=== Supplied records ===
================

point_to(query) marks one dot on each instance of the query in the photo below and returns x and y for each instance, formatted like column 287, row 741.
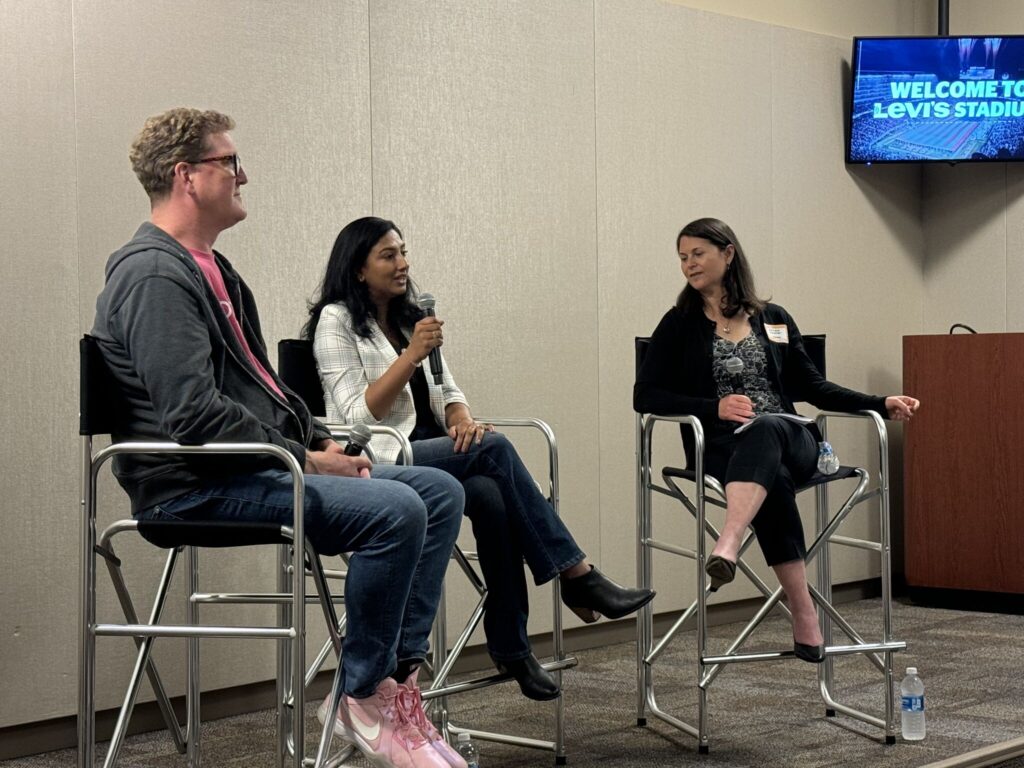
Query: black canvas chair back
column 99, row 400
column 101, row 406
column 297, row 367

================

=== Problem ===
Output every row above word for word, leaving out the pictures.

=== Result ===
point_to(query) marks one dot on each instance of the query in the photo below and returns x and y for each instance, formatted like column 287, row 741.
Query: black canvas chair back
column 99, row 400
column 101, row 406
column 297, row 367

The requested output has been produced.